[[ Material provided, beginning ]]
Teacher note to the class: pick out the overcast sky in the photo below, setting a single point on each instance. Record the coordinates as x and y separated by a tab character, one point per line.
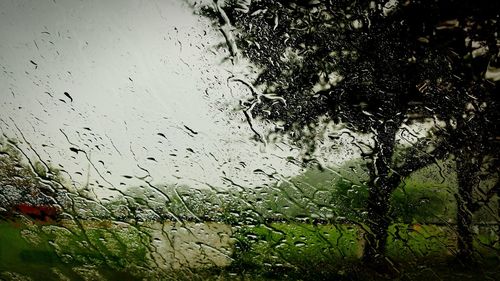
147	90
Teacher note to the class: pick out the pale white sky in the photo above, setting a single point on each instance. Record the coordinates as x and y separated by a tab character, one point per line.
141	74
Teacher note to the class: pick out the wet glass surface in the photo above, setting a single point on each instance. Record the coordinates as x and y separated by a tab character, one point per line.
249	140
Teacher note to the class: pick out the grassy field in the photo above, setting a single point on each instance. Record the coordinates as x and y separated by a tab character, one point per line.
107	250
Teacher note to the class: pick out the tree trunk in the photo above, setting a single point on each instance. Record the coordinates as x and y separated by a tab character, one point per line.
467	181
380	191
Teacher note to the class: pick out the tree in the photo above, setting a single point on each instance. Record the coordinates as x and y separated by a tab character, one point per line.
468	35
362	64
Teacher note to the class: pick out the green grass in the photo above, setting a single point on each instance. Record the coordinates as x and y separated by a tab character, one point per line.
49	251
114	251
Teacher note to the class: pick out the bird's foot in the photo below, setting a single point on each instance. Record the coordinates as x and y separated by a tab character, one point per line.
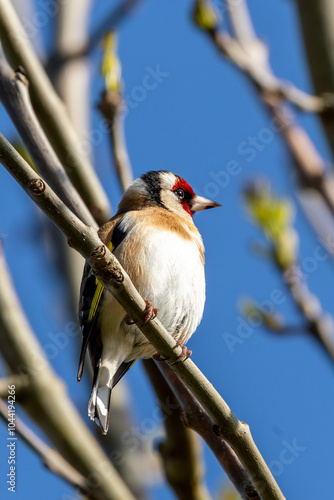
150	313
185	354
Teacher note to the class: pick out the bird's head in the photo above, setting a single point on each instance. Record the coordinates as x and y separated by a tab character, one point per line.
166	190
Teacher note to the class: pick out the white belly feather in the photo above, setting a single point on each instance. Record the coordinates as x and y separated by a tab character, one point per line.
170	273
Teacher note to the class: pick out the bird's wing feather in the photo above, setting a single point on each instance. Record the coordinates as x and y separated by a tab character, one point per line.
91	295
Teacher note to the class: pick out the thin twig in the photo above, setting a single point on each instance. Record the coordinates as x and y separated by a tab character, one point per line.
110	21
52	114
111	106
20	382
319	323
53	460
253	61
255	65
110	273
15	97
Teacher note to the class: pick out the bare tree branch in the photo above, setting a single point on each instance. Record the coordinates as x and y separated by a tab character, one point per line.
317	21
250	55
195	417
112	107
20	382
50	457
180	451
109	272
52	114
15	96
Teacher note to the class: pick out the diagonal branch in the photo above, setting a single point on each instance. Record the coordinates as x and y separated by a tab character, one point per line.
168	385
251	56
110	273
317	22
180	450
15	97
53	460
52	114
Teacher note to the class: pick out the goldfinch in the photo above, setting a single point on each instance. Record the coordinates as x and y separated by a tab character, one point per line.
154	238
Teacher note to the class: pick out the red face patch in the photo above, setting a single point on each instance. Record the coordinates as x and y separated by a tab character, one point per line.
188	193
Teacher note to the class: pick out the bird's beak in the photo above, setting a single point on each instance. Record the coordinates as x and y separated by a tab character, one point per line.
199	203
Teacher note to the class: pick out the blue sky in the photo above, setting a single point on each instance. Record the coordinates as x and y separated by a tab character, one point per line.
197	122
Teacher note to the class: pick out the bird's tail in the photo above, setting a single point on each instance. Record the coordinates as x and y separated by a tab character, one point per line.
99	401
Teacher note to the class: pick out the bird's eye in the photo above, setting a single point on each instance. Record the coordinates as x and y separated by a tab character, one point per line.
180	193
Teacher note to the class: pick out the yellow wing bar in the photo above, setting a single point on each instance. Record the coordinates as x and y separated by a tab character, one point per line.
97	294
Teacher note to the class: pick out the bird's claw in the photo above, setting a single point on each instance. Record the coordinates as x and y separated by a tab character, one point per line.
150	313
185	354
157	357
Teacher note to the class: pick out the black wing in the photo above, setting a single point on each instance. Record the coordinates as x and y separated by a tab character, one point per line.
91	294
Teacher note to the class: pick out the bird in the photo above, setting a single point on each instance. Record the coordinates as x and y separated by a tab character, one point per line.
154	238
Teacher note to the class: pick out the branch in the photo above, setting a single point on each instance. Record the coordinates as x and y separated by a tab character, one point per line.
274	216
52	114
254	64
180	451
319	323
196	418
110	273
20	382
112	106
50	457
15	97
110	21
317	22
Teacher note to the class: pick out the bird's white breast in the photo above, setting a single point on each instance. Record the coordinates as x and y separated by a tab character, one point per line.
167	268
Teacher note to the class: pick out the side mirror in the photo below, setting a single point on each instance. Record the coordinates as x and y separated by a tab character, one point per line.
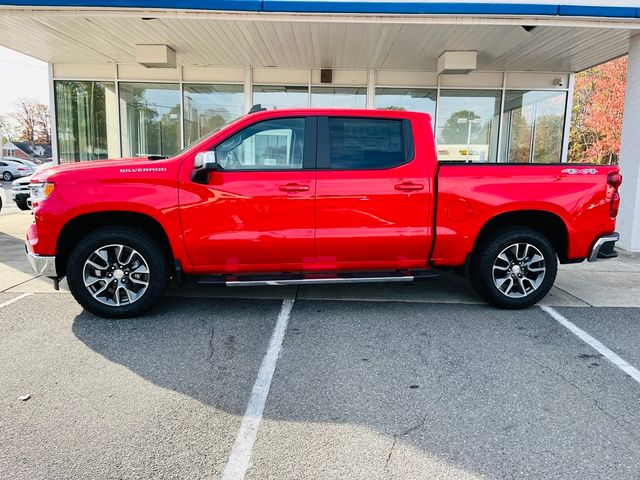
206	161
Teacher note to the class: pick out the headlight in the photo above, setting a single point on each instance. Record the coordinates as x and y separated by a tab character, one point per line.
40	191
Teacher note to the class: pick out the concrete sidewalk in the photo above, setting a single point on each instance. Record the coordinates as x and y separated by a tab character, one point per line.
612	283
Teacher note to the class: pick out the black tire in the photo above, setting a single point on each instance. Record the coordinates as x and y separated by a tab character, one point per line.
131	238
485	261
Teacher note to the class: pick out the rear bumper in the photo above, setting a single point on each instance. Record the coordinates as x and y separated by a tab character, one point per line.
604	249
42	264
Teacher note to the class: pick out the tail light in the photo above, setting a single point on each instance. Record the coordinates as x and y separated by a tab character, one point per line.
614	179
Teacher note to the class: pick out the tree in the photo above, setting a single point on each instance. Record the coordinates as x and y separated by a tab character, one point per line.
32	119
596	118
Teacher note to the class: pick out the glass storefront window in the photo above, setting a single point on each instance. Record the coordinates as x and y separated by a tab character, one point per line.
533	124
150	119
87	120
467	125
338	97
411	99
274	97
207	107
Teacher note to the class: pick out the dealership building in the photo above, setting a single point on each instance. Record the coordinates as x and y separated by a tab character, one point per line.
145	77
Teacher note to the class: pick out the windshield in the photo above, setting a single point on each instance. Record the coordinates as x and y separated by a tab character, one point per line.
203	137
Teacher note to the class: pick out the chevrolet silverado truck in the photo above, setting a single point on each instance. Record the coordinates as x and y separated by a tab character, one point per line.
314	196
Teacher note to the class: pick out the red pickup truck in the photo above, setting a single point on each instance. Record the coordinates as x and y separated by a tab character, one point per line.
310	197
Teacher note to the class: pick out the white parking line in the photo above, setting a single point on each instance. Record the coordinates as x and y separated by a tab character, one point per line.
613	357
13	300
238	462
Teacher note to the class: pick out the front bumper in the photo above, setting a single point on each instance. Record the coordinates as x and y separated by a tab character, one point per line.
604	249
20	196
42	264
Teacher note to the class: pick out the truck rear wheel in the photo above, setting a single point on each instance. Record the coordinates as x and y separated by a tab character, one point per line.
117	272
22	205
514	268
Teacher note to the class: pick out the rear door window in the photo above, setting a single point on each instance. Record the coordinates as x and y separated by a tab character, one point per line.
366	143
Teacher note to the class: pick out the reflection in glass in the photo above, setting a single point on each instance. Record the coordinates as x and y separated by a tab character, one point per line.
87	123
274	97
269	145
150	118
207	107
533	126
411	99
338	97
467	126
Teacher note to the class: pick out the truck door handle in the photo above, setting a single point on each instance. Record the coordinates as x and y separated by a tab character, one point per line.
409	187
294	187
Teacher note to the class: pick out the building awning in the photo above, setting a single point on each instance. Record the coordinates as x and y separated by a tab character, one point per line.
541	36
611	9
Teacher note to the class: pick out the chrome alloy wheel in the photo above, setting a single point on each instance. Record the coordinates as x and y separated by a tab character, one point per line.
518	270
116	275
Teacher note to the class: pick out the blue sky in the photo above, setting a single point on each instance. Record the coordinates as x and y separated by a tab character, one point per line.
21	76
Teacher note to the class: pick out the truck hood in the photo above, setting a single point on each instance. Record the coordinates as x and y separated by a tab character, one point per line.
93	167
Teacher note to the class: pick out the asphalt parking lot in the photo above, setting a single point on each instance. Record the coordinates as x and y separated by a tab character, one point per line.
397	381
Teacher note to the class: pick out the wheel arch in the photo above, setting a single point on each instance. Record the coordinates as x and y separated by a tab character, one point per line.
549	224
82	225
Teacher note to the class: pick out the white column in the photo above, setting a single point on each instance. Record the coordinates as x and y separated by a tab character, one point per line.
629	218
53	119
371	88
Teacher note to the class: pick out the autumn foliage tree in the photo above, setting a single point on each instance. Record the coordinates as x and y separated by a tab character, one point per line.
32	121
596	118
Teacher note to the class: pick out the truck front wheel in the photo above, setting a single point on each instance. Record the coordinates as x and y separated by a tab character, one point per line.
117	272
514	268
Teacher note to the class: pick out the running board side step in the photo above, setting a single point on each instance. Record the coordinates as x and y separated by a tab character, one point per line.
284	280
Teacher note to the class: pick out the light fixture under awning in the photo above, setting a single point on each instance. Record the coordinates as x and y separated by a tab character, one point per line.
457	62
156	56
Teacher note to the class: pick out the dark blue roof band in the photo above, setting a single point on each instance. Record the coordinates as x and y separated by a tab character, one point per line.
407	7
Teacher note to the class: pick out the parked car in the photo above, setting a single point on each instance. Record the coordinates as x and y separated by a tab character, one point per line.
310	196
10	169
20	191
3	199
26	163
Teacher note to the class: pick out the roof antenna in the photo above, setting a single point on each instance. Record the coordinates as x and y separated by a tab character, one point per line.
257	108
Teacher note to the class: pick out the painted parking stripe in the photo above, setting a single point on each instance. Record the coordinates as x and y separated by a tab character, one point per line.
238	462
13	300
613	357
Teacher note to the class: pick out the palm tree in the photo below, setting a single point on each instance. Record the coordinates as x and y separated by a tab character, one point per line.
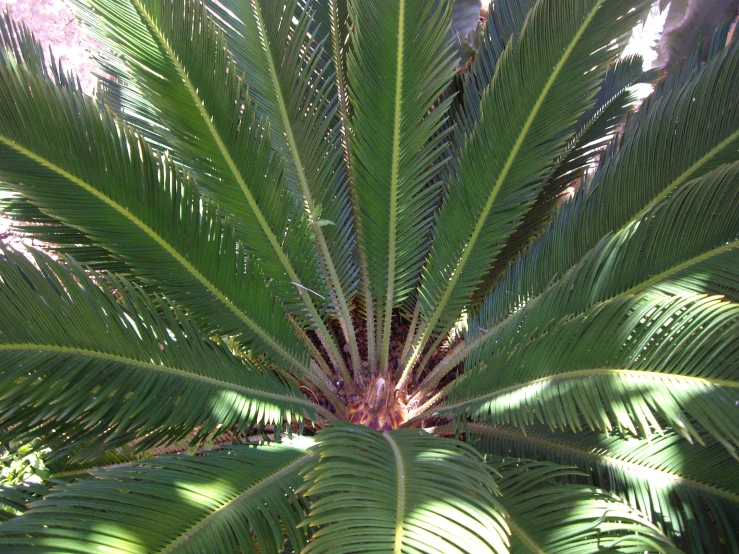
417	310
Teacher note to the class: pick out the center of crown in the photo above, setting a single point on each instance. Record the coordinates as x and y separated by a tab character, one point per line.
378	406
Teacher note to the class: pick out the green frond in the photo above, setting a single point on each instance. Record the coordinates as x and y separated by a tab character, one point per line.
544	82
174	50
690	491
305	96
593	131
404	491
79	366
634	364
95	175
688	243
685	244
15	499
550	515
689	127
399	64
237	499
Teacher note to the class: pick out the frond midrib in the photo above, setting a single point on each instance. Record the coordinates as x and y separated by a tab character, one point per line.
394	175
466	348
254	206
595	372
456	274
307	196
400	494
588	454
172	546
683	177
250	323
160	368
524	537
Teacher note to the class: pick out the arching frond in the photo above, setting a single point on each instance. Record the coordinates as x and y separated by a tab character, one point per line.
399	63
690	491
79	366
689	127
237	499
216	130
631	363
544	82
549	515
403	491
93	174
593	132
685	244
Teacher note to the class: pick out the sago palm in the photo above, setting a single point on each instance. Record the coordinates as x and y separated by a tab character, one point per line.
311	287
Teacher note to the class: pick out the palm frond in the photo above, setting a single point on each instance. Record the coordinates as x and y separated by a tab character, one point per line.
691	492
97	176
15	499
634	364
399	63
402	491
218	133
689	127
686	243
593	131
306	97
80	366
237	499
544	82
548	514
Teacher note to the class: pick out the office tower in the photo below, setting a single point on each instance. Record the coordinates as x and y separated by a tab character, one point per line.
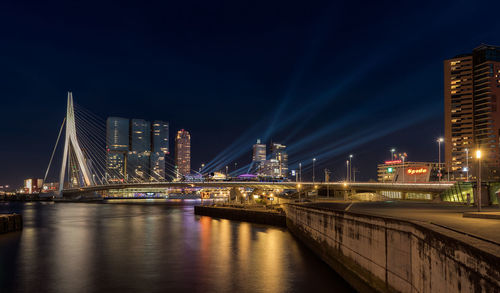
183	153
278	152
140	150
471	87
117	146
258	158
259	152
159	148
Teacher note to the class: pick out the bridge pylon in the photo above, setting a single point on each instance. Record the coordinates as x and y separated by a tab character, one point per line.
71	144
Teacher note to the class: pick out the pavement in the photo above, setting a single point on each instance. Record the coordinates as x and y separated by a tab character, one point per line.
482	215
448	216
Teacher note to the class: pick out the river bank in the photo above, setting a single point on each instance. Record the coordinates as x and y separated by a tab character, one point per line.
10	223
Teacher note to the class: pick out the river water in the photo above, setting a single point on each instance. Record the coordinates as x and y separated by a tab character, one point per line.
78	247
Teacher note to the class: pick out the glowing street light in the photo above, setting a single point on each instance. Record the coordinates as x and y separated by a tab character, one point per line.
350	167
466	169
300	172
392	154
478	157
347	170
439	141
314	161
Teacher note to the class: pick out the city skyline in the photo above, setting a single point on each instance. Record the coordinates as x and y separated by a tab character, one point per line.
299	98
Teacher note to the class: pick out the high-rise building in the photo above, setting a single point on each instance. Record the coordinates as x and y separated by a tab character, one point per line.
258	157
117	145
471	87
159	148
278	152
183	153
259	152
140	150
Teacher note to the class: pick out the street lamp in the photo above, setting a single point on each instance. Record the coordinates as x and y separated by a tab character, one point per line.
314	161
439	140
467	163
298	188
478	157
347	171
403	157
350	167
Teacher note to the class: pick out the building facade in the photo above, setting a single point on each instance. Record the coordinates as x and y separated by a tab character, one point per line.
278	152
183	153
117	146
258	157
135	150
140	150
472	121
397	171
159	149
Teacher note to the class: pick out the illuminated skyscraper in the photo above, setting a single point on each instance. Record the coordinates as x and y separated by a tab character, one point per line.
117	145
183	153
259	152
278	152
159	148
471	88
140	150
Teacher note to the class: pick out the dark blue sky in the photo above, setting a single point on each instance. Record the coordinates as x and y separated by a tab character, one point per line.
325	78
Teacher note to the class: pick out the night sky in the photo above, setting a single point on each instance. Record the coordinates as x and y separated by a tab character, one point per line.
326	79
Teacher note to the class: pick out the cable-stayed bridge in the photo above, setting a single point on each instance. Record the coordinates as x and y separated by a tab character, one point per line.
84	163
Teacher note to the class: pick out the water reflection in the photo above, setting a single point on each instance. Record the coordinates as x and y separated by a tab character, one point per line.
152	248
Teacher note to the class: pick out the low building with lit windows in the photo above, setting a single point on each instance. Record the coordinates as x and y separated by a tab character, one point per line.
399	171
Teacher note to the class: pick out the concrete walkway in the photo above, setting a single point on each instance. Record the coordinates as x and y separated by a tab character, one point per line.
439	214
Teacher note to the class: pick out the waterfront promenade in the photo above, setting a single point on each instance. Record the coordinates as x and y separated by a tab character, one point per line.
442	215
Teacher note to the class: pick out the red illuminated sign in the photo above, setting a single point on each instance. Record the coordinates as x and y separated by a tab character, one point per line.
413	171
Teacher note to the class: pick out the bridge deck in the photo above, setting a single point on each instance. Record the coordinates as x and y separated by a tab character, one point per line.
364	186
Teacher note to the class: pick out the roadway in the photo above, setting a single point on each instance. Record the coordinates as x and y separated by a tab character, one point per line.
359	186
446	216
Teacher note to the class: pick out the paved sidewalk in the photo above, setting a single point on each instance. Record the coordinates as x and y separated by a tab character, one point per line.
482	215
439	214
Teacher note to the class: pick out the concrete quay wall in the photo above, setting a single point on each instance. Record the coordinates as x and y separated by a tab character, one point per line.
390	255
10	223
240	214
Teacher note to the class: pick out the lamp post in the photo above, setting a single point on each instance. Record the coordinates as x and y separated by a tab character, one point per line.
347	171
350	167
403	158
314	161
327	179
467	164
300	172
439	140
298	188
478	157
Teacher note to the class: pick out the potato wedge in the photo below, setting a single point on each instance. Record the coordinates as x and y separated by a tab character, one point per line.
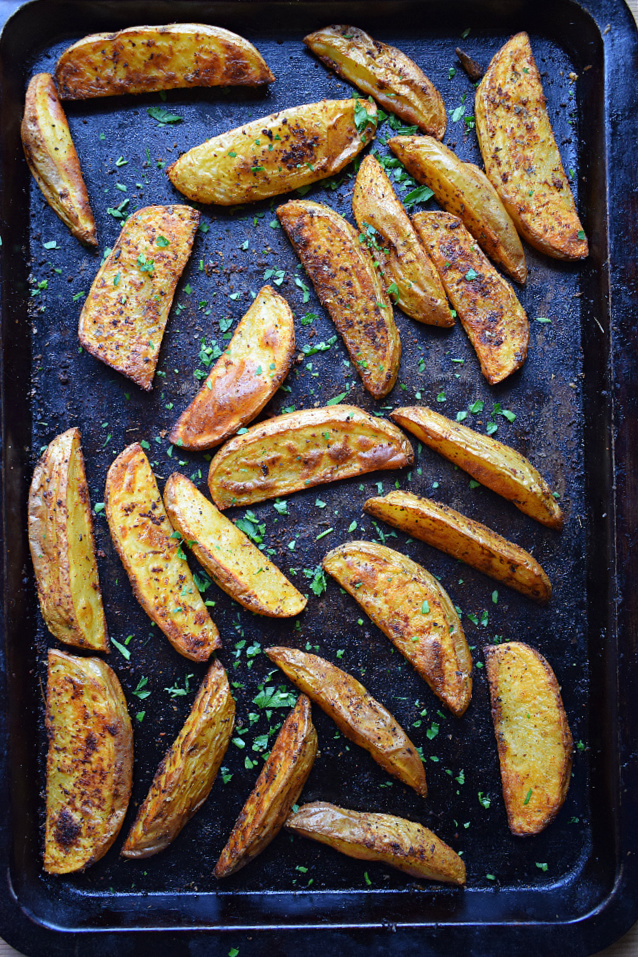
278	787
411	608
465	539
381	71
532	734
487	306
89	764
276	153
245	377
403	844
301	449
149	550
349	288
520	153
464	189
490	462
386	229
63	548
355	712
125	313
187	772
229	557
149	58
52	158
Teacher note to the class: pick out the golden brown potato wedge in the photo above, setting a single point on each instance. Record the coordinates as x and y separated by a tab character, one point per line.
301	449
465	539
150	552
124	315
348	286
411	608
463	189
90	762
520	153
245	377
187	772
395	247
53	160
395	841
493	464
532	734
384	72
278	787
353	709
149	58
276	153
229	557
63	548
487	306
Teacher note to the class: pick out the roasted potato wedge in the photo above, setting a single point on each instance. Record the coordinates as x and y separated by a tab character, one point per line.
403	844
520	153
188	770
229	557
53	160
487	306
278	787
465	539
411	608
384	72
245	377
463	189
89	764
493	464
301	449
63	548
125	313
353	709
148	548
146	59
348	286
386	229
276	153
532	734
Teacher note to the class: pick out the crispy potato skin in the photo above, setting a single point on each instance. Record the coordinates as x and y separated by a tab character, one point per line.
53	160
63	548
395	246
228	555
490	462
309	142
532	734
143	538
148	58
409	847
487	306
520	154
380	70
244	379
463	189
301	449
406	602
278	787
188	770
348	286
89	764
353	709
465	539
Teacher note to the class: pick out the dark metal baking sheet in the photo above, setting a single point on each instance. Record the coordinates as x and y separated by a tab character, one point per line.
574	403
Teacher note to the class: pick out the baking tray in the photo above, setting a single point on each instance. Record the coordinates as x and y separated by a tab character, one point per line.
575	407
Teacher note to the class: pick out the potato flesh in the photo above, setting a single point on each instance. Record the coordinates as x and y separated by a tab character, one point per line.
245	377
301	449
349	288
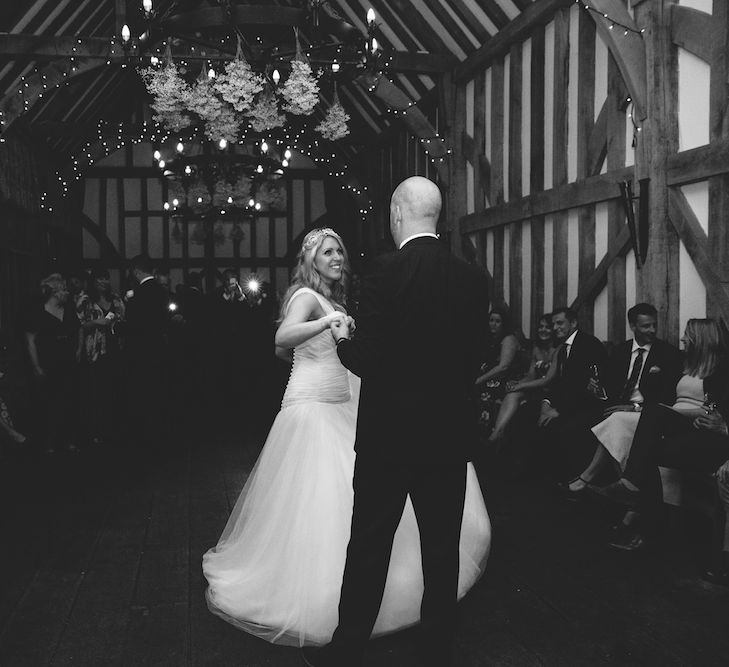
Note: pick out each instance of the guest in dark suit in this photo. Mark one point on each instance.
(145, 336)
(642, 371)
(691, 435)
(575, 398)
(422, 324)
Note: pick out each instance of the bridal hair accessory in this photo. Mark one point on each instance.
(314, 236)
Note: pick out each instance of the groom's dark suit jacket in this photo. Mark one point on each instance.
(662, 370)
(421, 330)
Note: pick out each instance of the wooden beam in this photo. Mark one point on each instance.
(537, 14)
(628, 50)
(590, 191)
(698, 164)
(590, 289)
(696, 243)
(695, 31)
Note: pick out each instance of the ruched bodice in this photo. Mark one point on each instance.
(317, 375)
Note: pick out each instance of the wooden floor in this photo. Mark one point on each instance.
(100, 565)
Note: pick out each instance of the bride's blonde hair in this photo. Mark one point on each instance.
(306, 275)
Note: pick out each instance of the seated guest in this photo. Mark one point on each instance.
(100, 358)
(575, 399)
(691, 435)
(532, 385)
(641, 371)
(54, 348)
(502, 365)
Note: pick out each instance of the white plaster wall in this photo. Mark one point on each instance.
(693, 101)
(548, 103)
(548, 263)
(526, 115)
(692, 294)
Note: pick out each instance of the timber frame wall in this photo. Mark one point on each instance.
(542, 128)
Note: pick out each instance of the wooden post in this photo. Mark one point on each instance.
(658, 280)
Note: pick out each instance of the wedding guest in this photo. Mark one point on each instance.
(532, 385)
(54, 348)
(575, 397)
(100, 359)
(690, 435)
(502, 365)
(642, 371)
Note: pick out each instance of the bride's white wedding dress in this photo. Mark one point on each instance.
(277, 570)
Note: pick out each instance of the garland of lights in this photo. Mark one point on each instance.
(626, 28)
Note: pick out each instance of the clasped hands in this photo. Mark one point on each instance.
(340, 324)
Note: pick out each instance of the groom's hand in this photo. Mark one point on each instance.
(339, 328)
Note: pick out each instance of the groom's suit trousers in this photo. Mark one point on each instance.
(380, 491)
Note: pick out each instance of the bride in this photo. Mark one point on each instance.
(276, 571)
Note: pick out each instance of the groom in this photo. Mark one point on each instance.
(422, 325)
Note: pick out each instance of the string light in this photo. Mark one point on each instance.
(611, 21)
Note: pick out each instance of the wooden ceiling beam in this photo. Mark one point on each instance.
(520, 28)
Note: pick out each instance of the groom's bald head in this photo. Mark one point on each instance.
(414, 208)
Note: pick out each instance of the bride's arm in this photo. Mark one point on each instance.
(302, 322)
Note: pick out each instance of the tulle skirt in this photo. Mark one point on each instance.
(277, 569)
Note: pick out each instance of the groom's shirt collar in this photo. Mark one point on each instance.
(417, 236)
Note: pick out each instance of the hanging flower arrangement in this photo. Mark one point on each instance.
(238, 84)
(334, 126)
(224, 125)
(201, 98)
(301, 90)
(169, 92)
(265, 114)
(197, 234)
(236, 233)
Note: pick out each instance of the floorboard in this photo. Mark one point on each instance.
(103, 567)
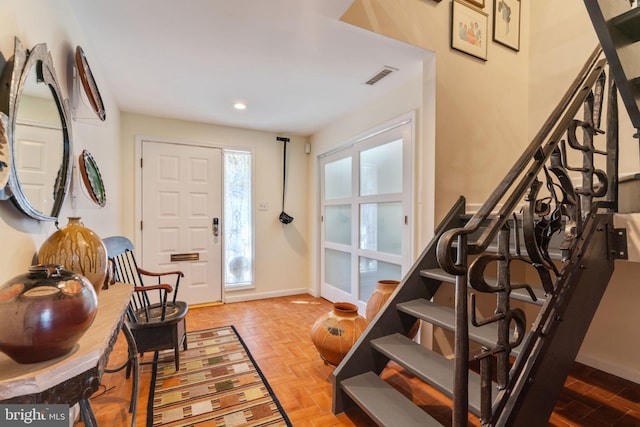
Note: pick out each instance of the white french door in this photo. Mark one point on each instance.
(366, 206)
(182, 216)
[[ Material provided, end ]]
[Task prompt] All lines from the one containing "Note: pick out each instance of the floorboard" through the end of the data are to be restated exactly, with nothing else and without the pictures.

[Your solution]
Note: pick out each instance of the floorboard in this photo. Mark one point on each instance.
(103, 567)
Note: pick out each instance of the white french door in this photo. Mark one point on each instance.
(366, 206)
(182, 216)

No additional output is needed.